- Written request 1
Answer from the text on direct and indirect warfare:
(a) What is the main method in the direct approach?
(b) What do indirect tactical methods usually involve?
(c) What did the Black Company want to minimize?

- Text segment
·····
Direct vs. Indirect Warfare​

In warfare you can use a direct approach with fighting as the main method, or you can use an indirect approach, trying to avoid combat in favor of other methods of success. I wrote about this from a strategic point of view in "The Ways of War.”

Indirect tactical methods usually involve stratagems. A stratagem is “a plan or scheme, especially one used to outwit an opponent or achieve an end.” In the military meaning of the word, it's assumed the stratagem is something other than a typical plan for conducting a battle.

Use of stratagems goes back at least as far as Odysseus and the Trojan Horse. Fans of Glen Cook's "Black Company" series about a fantasy mercenary company will recognize that the Black Company always tried to use stratagems rather than fight a straight-up battle. They wanted to minimize their casualties while getting a job done.
·····
- Written request 2
In the listing below, swap every "window frame" for "window casing" and reproduce the listing with nothing else changed. Omit the pictures from your answer.

Object-pointing dataset rows
·····
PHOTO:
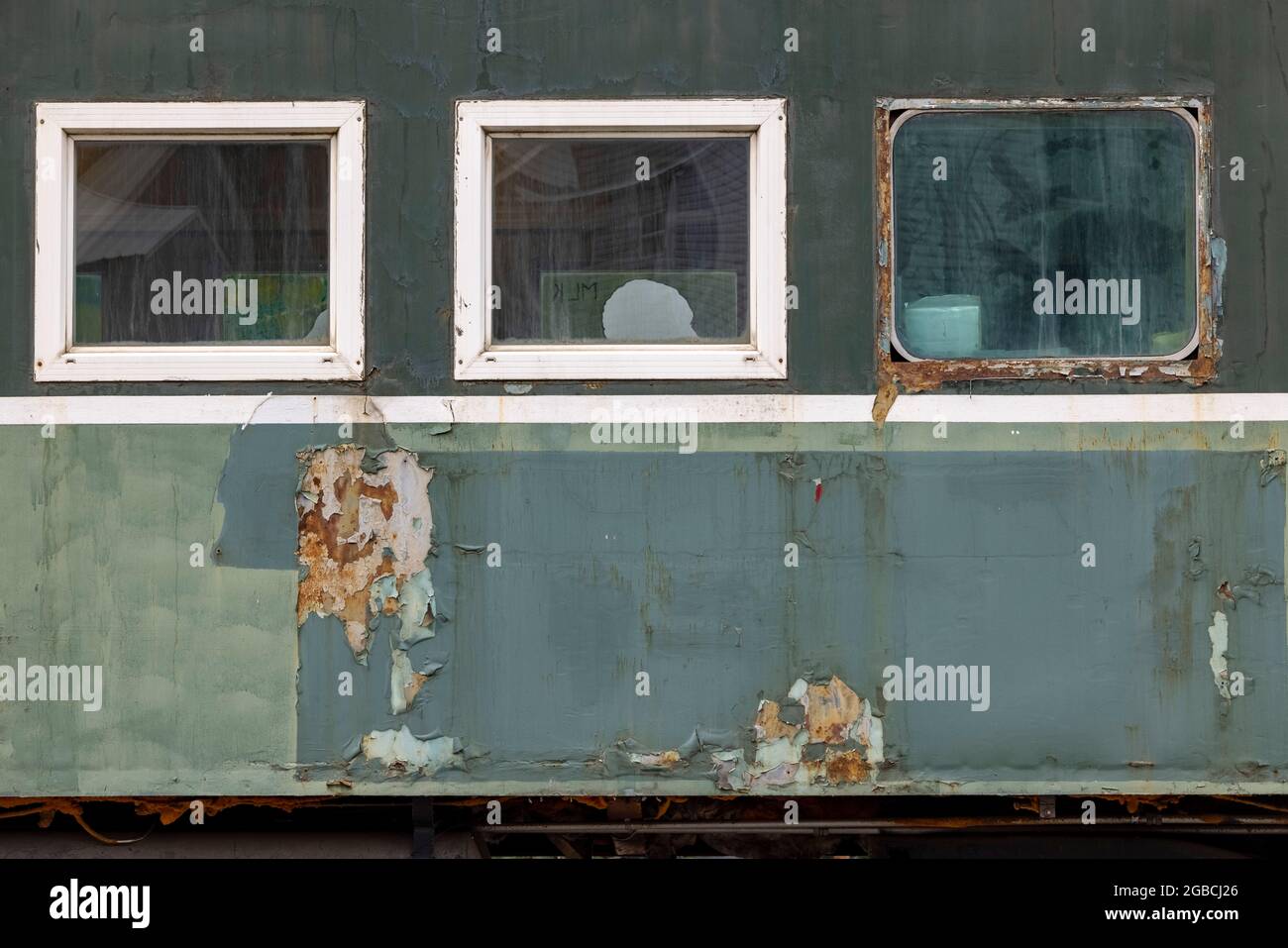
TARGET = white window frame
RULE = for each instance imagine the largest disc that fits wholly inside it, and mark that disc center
(59, 124)
(764, 356)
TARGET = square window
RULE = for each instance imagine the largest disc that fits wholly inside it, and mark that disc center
(198, 241)
(1048, 237)
(621, 240)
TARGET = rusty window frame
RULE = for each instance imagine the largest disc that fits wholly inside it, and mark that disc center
(931, 372)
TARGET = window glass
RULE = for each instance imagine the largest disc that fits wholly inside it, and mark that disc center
(1044, 233)
(210, 243)
(618, 240)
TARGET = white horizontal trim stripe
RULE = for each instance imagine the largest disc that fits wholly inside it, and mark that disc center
(572, 410)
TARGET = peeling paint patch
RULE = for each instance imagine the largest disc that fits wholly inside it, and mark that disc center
(665, 760)
(402, 751)
(1219, 634)
(404, 683)
(364, 537)
(822, 733)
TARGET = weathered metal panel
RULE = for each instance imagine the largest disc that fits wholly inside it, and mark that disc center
(613, 561)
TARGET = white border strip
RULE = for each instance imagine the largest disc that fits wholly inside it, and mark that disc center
(578, 410)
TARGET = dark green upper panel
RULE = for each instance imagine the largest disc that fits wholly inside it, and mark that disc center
(410, 60)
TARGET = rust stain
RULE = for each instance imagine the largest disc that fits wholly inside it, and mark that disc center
(845, 767)
(831, 710)
(769, 727)
(357, 527)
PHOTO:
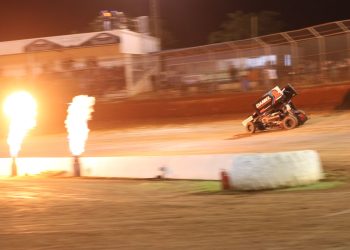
·····
- Task solution 1
(a) Fighting.
(b) Stratagems.
(c) Their casualties.

- Task solution 2
PHOTO:
TARGET = white window casing
RULE = for each instance imagine the largest disc that fits wholly inside it, and mark that disc center
(59, 124)
(764, 356)
TARGET = square window
RULE = for each instance imagine the largest disc that fits wholly inside it, and mark that disc center
(198, 241)
(1048, 237)
(621, 240)
TARGET = rusty window casing
RULE = for each instance imagine the largest disc that fits wholly inside it, and mark that disc center
(931, 372)
TARGET = window glass
RULE = for each instance imagine the largest disc that fits wholly inside it, and mark that disc center
(1044, 233)
(210, 243)
(618, 240)
TARGET = white horizontal trim stripe
RULE = for each instance imagine the largest disc that fits wholly inside it, and mark that disc center
(572, 410)
TARGET = peeling paint patch
RULE = for each instance imagine the largest disc that fits wholly inside it, and mark that disc center
(665, 760)
(402, 751)
(1219, 634)
(404, 683)
(364, 537)
(822, 733)
TARGET = weathered metal panel
RULE = for each instance imagine the largest disc that fits wholly inside it, and mark that disc center
(613, 561)
TARGET = white border strip
RULE = for each instance imagine the largest disc that fits wholly inside it, and mark that disc center
(578, 410)
TARGET = dark green upper panel
RULE = for each instance imagine the largest disc that fits wholly inside it, and mark that disc center
(410, 60)
TARGET = rust stain
RULE = for each instance imagine the largest disc that fits wholly inside it, and mark that disc center
(845, 767)
(831, 710)
(769, 727)
(357, 527)
PHOTO:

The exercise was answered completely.